[Items listed in a dataset]
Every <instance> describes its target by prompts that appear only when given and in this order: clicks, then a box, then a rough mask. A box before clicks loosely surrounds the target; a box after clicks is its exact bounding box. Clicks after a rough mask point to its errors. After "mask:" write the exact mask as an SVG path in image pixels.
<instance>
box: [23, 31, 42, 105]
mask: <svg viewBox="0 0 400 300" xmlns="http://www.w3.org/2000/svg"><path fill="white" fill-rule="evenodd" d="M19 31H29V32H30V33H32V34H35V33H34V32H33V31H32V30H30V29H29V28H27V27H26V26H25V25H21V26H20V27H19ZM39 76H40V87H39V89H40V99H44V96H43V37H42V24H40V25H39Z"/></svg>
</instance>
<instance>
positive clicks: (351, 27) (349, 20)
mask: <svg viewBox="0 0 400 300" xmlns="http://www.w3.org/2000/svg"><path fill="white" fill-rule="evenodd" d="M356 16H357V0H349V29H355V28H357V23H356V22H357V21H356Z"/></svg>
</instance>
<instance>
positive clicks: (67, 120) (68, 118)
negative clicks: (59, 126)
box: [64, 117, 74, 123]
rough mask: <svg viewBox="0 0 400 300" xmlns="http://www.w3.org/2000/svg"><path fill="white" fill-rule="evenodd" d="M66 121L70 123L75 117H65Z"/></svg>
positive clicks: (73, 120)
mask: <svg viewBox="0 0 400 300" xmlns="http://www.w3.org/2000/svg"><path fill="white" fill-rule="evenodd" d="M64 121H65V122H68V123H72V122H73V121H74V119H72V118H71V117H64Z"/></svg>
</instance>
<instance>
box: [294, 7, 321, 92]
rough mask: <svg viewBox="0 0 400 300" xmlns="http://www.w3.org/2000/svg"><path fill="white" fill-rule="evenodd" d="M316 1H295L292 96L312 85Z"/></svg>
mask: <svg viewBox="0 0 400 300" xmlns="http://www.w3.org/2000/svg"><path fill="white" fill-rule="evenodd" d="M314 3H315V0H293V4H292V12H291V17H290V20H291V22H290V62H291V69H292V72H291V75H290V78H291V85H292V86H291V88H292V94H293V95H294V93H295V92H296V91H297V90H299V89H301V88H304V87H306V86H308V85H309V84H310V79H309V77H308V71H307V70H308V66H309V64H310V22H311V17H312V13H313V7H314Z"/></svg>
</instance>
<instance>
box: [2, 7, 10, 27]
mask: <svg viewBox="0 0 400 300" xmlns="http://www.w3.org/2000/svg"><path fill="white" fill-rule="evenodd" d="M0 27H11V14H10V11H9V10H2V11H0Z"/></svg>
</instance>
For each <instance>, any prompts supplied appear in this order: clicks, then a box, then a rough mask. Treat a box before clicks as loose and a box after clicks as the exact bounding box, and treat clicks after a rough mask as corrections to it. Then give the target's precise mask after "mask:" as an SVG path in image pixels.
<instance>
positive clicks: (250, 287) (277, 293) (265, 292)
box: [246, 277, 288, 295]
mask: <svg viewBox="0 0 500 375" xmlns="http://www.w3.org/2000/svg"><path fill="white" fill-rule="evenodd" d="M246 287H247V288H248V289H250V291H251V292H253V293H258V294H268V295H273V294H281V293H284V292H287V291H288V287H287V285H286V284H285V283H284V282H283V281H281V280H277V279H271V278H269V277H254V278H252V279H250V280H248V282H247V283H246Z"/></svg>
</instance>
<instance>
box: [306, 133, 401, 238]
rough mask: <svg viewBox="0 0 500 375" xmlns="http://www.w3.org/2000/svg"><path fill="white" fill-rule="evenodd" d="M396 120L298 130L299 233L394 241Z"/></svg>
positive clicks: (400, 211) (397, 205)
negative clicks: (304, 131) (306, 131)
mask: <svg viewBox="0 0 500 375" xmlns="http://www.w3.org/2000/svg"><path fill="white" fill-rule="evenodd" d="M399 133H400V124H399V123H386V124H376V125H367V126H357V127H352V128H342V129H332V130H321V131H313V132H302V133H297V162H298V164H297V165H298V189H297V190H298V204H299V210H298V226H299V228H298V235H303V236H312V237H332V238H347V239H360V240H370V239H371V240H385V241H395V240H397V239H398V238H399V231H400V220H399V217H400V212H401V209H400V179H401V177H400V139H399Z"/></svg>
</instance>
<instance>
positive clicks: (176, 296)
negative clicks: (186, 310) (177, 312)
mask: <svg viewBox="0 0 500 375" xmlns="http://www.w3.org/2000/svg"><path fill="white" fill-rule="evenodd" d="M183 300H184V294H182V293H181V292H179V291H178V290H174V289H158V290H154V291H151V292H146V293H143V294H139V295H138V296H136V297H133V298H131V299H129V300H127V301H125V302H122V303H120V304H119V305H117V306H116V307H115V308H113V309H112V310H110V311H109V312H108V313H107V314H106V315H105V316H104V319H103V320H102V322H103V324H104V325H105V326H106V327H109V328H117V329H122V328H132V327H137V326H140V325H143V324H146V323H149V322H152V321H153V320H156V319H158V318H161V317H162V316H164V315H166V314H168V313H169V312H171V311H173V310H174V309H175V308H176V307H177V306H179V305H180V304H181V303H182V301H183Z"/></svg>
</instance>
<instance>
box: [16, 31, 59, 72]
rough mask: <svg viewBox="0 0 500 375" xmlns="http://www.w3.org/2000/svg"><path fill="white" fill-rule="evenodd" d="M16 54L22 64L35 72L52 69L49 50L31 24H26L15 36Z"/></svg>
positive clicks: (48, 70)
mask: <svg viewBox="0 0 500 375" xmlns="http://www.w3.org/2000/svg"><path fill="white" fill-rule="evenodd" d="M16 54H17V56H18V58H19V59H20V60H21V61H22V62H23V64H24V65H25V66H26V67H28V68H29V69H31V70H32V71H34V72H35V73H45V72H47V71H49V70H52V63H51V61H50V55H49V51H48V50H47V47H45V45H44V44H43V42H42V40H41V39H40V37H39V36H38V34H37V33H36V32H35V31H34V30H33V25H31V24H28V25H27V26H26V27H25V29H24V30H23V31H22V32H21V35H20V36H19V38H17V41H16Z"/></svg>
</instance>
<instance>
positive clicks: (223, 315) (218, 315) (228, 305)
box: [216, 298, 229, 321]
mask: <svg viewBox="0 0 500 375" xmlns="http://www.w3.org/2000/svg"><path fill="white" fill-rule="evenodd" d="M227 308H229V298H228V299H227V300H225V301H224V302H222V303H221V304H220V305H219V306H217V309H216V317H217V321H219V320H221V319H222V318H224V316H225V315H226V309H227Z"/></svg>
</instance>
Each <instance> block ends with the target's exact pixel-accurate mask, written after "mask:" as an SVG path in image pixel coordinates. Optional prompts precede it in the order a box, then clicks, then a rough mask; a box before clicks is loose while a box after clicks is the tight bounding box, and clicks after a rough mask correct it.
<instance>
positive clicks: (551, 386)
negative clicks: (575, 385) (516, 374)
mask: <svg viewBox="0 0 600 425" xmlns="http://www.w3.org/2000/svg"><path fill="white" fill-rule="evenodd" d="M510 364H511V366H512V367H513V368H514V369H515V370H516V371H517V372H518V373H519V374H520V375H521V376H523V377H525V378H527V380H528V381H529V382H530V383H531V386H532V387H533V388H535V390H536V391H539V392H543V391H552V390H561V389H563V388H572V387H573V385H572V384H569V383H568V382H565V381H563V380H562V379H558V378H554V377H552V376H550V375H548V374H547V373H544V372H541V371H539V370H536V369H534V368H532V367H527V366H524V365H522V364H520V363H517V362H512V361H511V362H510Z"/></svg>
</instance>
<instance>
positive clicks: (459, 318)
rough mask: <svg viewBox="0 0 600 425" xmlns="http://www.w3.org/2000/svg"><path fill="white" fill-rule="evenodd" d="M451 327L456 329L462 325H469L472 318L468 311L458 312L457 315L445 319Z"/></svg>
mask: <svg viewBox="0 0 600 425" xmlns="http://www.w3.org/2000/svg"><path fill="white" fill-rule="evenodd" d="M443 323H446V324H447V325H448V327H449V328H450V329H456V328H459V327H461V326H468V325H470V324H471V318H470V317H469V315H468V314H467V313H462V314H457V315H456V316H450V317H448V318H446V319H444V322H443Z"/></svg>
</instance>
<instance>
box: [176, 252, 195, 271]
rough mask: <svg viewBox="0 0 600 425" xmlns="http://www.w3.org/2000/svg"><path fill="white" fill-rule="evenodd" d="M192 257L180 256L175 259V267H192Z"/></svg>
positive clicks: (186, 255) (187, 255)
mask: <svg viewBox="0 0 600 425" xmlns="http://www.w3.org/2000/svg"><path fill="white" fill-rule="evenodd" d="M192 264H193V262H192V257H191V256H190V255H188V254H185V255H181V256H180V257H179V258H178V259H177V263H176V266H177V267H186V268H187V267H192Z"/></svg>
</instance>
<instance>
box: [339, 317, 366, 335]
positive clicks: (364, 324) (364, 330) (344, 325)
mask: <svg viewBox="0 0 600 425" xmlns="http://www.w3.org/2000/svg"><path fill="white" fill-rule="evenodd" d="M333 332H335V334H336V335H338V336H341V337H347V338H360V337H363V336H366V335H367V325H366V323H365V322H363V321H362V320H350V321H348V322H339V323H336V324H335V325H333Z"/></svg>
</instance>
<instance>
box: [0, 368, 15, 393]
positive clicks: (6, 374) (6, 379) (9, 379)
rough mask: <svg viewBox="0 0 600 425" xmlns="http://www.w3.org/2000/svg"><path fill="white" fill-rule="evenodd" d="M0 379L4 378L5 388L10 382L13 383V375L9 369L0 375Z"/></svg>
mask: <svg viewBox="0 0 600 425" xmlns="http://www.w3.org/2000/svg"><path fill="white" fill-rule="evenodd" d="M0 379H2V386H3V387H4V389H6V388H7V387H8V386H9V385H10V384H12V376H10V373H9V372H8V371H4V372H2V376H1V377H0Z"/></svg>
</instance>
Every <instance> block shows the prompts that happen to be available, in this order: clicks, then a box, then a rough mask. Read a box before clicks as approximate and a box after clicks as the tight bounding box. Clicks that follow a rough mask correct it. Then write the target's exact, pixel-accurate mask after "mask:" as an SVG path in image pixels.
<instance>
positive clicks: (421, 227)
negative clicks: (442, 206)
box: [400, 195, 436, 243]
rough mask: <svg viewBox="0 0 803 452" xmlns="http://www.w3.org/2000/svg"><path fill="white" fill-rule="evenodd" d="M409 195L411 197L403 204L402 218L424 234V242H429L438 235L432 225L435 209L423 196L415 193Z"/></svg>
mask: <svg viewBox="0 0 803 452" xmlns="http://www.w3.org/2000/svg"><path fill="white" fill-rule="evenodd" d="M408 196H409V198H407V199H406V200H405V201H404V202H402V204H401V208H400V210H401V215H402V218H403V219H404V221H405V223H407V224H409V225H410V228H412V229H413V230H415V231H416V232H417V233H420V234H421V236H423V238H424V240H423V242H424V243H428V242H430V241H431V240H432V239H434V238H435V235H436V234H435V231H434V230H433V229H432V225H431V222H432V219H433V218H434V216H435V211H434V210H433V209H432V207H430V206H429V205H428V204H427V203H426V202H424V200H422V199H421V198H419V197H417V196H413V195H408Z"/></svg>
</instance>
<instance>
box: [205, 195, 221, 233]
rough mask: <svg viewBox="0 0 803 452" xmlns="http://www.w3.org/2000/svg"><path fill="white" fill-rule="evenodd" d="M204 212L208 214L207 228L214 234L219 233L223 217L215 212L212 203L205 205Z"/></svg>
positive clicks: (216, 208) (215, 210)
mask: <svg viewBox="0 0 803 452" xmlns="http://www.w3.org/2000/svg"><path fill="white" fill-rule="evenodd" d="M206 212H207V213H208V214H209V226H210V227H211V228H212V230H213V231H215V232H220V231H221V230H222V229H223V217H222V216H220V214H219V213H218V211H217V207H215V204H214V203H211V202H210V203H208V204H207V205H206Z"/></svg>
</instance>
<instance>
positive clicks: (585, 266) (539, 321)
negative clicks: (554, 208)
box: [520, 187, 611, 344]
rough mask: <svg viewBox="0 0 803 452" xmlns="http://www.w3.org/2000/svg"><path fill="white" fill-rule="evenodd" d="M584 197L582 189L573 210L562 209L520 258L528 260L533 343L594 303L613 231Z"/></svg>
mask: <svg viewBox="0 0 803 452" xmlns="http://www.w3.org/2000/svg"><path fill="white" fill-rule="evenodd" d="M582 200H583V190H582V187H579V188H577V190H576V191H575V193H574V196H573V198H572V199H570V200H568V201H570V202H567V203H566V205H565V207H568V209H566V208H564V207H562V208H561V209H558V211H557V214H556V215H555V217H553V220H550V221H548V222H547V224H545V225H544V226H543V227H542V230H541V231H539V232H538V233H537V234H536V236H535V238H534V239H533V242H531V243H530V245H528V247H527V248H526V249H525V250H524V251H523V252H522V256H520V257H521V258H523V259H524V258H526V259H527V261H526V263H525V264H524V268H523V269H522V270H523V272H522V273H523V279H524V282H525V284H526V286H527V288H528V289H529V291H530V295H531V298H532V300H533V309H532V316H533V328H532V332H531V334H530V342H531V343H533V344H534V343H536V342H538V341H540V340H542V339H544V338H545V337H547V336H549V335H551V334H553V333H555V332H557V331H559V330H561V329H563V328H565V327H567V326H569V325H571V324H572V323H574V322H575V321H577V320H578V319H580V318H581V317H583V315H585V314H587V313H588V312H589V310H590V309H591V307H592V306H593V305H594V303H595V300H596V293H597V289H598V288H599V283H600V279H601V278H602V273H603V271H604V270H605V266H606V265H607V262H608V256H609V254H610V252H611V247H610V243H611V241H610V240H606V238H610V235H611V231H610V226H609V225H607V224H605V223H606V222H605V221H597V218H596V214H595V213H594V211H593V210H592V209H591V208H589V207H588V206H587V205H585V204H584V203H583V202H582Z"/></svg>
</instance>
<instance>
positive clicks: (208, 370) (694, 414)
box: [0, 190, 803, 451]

● Work to complete
Nothing but the lines from the one holding "197L582 189L573 210L562" to the end of the entries should be output, each exactly as it appears.

● Problem solution
rough mask: <svg viewBox="0 0 803 452" xmlns="http://www.w3.org/2000/svg"><path fill="white" fill-rule="evenodd" d="M584 197L582 189L573 210L562 209L520 258L528 260L533 343L594 303L613 231Z"/></svg>
mask: <svg viewBox="0 0 803 452" xmlns="http://www.w3.org/2000/svg"><path fill="white" fill-rule="evenodd" d="M582 200H583V190H582V187H579V188H577V190H576V191H575V193H574V196H573V198H572V199H570V200H568V201H570V202H567V203H566V205H565V207H568V209H566V208H564V207H562V208H561V209H558V211H557V214H556V215H555V217H553V220H550V221H548V222H547V224H545V225H544V226H543V227H542V230H541V231H539V232H538V233H537V234H536V236H535V238H534V239H533V242H531V243H530V245H528V247H527V248H526V249H525V250H524V251H523V252H522V256H520V257H521V258H523V259H524V258H526V259H527V261H526V263H525V264H524V268H523V269H522V270H523V272H522V273H523V279H524V282H525V284H526V286H527V288H528V289H529V291H530V295H531V298H532V300H533V309H532V316H533V328H532V332H531V334H530V342H531V343H533V344H534V343H536V342H538V341H540V340H542V339H544V338H545V337H547V336H549V335H551V334H553V333H555V332H557V331H559V330H561V329H563V328H565V327H567V326H569V325H571V324H572V323H574V322H575V321H577V320H578V319H580V318H581V317H583V315H585V314H587V313H588V312H589V310H590V309H591V307H592V306H593V305H594V303H595V300H596V293H597V289H598V288H599V283H600V279H601V278H602V273H603V271H604V270H605V266H606V265H607V262H608V256H609V254H610V252H611V247H610V243H611V241H610V240H606V238H610V235H611V231H610V226H609V225H607V224H605V223H606V222H605V221H597V218H596V214H595V213H594V211H593V210H592V209H591V208H589V207H588V206H587V205H585V204H584V203H583V202H582Z"/></svg>
</instance>
<instance>
positive clicks: (208, 370) (694, 414)
box: [0, 190, 803, 451]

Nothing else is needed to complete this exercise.